- [Task prompt] Each line below should be quoted exactly, please.
>> start
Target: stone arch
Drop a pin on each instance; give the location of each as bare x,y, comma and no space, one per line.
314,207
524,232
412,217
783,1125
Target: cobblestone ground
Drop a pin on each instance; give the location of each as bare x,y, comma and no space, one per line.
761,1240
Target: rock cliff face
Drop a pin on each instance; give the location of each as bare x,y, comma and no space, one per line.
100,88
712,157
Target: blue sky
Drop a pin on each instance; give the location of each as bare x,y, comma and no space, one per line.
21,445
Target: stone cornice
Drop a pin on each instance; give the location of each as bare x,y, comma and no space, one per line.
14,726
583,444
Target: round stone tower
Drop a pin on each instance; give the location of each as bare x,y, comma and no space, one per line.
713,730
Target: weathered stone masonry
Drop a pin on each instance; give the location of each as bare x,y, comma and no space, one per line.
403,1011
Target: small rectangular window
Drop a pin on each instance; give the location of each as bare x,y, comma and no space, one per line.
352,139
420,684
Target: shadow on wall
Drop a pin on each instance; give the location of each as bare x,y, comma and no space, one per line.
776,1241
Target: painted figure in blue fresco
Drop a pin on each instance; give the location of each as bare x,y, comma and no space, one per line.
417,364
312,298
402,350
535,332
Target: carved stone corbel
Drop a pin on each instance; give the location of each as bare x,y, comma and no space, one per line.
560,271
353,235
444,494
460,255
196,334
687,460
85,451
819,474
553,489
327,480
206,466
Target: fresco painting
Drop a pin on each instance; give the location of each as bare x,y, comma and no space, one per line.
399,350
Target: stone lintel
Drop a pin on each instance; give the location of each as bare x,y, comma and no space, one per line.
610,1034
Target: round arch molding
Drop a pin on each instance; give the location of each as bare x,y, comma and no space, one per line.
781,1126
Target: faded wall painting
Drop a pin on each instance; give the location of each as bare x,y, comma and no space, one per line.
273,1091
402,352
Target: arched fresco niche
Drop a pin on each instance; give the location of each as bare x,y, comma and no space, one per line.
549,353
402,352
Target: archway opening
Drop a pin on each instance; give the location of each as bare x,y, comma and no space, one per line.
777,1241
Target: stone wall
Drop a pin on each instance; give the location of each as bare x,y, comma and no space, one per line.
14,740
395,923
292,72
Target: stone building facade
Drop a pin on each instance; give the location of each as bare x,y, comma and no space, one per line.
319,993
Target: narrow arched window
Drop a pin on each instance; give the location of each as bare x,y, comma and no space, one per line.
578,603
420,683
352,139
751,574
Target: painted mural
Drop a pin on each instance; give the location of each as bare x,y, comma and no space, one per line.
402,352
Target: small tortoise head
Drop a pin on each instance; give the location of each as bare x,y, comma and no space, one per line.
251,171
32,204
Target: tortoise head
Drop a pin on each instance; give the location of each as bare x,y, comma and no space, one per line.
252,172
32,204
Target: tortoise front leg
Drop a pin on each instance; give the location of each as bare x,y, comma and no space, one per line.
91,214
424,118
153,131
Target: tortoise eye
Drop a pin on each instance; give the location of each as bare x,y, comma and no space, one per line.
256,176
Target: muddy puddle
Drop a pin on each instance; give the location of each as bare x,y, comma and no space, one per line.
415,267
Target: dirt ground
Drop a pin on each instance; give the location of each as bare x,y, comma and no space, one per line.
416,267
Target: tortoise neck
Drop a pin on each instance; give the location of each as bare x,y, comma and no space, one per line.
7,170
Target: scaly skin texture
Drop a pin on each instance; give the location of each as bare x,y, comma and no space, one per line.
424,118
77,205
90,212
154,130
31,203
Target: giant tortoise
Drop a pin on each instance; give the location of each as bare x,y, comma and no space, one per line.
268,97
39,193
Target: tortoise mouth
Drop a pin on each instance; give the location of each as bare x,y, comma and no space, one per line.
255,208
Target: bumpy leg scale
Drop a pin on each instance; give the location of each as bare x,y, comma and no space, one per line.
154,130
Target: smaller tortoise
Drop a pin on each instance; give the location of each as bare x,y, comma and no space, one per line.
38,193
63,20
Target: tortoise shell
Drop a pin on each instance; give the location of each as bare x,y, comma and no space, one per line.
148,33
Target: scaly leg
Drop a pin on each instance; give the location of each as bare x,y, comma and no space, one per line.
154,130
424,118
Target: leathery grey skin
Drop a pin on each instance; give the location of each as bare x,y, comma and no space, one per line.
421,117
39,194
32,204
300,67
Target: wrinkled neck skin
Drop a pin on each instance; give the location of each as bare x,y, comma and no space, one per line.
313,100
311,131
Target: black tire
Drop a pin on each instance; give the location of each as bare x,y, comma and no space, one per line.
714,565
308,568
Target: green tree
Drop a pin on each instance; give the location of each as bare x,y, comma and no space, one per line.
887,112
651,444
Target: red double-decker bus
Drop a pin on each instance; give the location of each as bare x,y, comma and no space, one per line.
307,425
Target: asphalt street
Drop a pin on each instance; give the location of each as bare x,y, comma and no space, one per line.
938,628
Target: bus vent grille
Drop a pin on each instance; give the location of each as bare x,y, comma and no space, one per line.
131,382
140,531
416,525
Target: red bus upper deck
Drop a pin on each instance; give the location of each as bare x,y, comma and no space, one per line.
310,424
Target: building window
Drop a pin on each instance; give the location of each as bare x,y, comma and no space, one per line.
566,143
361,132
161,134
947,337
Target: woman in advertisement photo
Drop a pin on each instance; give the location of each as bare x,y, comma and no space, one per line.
>> end
- [The result]
Target: stone arch
Drop a pin on each instance; give the location of each as bare x,y, comma and no space, one per line.
314,207
524,232
412,217
783,1125
Target: cobblestone ground
Drop a pin on each instance; give the location of each as bare x,y, comma and no space, one per line.
761,1240
Target: rock cliff face
Drop a pin on each instance; give the location of each as bare x,y, comma and no space, one per line.
100,88
712,157
Target: blue sky
Drop a pin on each instance; give the location of each as bare x,y, comma and no space, one per line.
21,445
Target: stone cornice
Drop a pin on each instance; give the location of each as bare x,y, comma and no space, one per line.
14,726
583,444
Target: round stone tower
Drop a pin on each instance; give the location of each as bare x,y, comma and no space, one per line.
713,730
Target: weathered stone masonry
Drop a pin on each instance; give the location of each as bare x,y, comma and no space, one per line.
403,1011
Target: small rectangular window
Drop a pin on each instance; give the location of each as bare x,y, comma and no space, one per line.
352,139
420,684
Target: shadow on wall
Drop a pin on each instance; give the location of each as bare x,y, comma and no space, one per line.
776,1241
Target: painted figure in blue fresco
Drop a pin on each instance; give the location of each as bare x,y, comma and no space, one per line.
417,364
312,298
402,350
535,332
Target: carved stone corbel
Drop a pin on each instance; give the location of each as bare x,y, comma and no space, one per line.
560,271
353,235
444,494
460,255
196,334
687,460
85,451
819,474
553,489
327,480
206,466
Target: fresco painting
Drop a pin on each instance; give the location of each as bare x,y, comma and no space, one per line.
399,350
Target: stone lintel
Drop a pin on each instance; give the location of each as bare x,y, comma and no space, one per line.
610,1034
Target: round arch molding
Drop a pin on each instance; give the location of each as bare x,y, comma and no space, one per line.
781,1126
Target: faded wall painting
Drop a pin on each instance; give the location of each as bare x,y, comma and no space, one per line.
273,1091
402,352
Target: arched fresco niche
Drop a pin on each instance; give the location of each as bare x,y, comma and no space, one per line.
549,353
402,352
Target: archway opening
Drop a pin on each instance; give the location of each as bare x,y, comma and no space, one per line.
777,1241
Target: stone wall
Drop a pin on each instance; give the location of each as bare x,y, comma and no space, one per line.
14,740
395,923
292,72
Target: stone building facade
Drop a pin on each instance; give the location of each as bare x,y, comma and no space, one per line.
319,993
Target: narrow arched window
Drop a pin on each instance; give the location of each as bare x,y, comma and no space, one per line.
578,603
420,683
352,139
751,574
Target: painted mural
Drop a pin on each instance; give the location of each as bare x,y, comma and no space, one per line.
402,352
Target: small tortoise head
Drop a pin on each instance; give the location of each as bare x,y, comma and no space, one per line.
251,171
32,204
Target: tortoise head
Drop a pin on each instance; give the location of each as bare x,y, comma and no space, one per line.
252,172
32,204
Target: tortoise front leg
Drop a pin on each instance; give the location of each as bare x,y, comma and no space, one per line.
91,214
424,118
153,131
Target: tortoise eye
Drop a pin on each instance; give the location of each as bare x,y, comma and no space, one per line.
256,176
Target: muddy puddle
Drop a pin on each instance; give the location of each as bare x,y, comma and no space, one per line.
415,267
Target: dirt ground
Drop a pin on each instance; give the location of each as bare x,y, comma and no space, one per line.
416,267
Target: tortoise neck
Drop a pin on each instance; give the location of each as bare x,y, comma and no space, one per line.
7,170
Target: scaly skin texture
Drop a pin on each instance; give the location of each as bare x,y, comma and no space, one per line.
424,118
77,205
90,212
154,130
31,203
Target: giant tortoise
Drop a pin on each instance; give the location of each as bare x,y, comma and no space, one per line.
268,97
39,193
Target: tortoise mouth
Drop a pin on each instance; give the location of each as bare x,y, comma and no space, one per line.
255,208
Target: bumpy leg scale
Drop a pin on each instance; give the location of each as bare x,y, comma and no space, one per line.
154,130
Target: smaller tortoise
Drop a pin on each instance; give the location of each as bare x,y, comma and no space, one per line.
38,193
63,20
Target: tortoise shell
Drop a pin on each instance; give the location of each as bare x,y, comma and no space, one per line.
148,33
Target: scaly leg
Drop a pin on each instance; give the location of each as bare x,y, comma and no space, one per line.
154,130
424,118
Target: leathery grey skin
Drop a pin on each instance; give the location of each as bare x,y, comma and no space, one per line.
421,117
39,194
32,204
300,67
Target: wrinkled neck skin
Drop a pin on each instance; give the location of each as bare x,y, comma and no space, one per line.
313,100
311,131
Target: black tire
Drop a pin on each instance; give the location of each as bare x,y, comma and no space, one per line.
714,565
308,568
Target: green tree
Drop a pin on each instance; give the location of each as bare x,y, comma and no space, one per line.
887,112
651,444
Target: red double-decker bus
Drop a pin on each instance; give the location of each as bare x,y, comma and no space, one per line.
307,425
Target: asphalt street
Drop a pin on each instance; give the location of each as bare x,y, comma and no space, one per line.
938,628
Target: bus vent grille
Drop a pin on each instance; give the location of each as bare x,y, comma and no space, one per line.
131,382
140,531
416,525
Target: red bus upper deck
Drop a pin on each instance; give the location of each as bare x,y, comma and no space, one per line.
310,424
Target: building window
Drop a pin on each instance; give the location of each as bare x,y, comma and no space, one per line.
566,143
361,132
161,134
947,337
Target: woman in advertisement photo
Drop a pin on each instance; give the location of each as bare x,y, comma and no space, one per line.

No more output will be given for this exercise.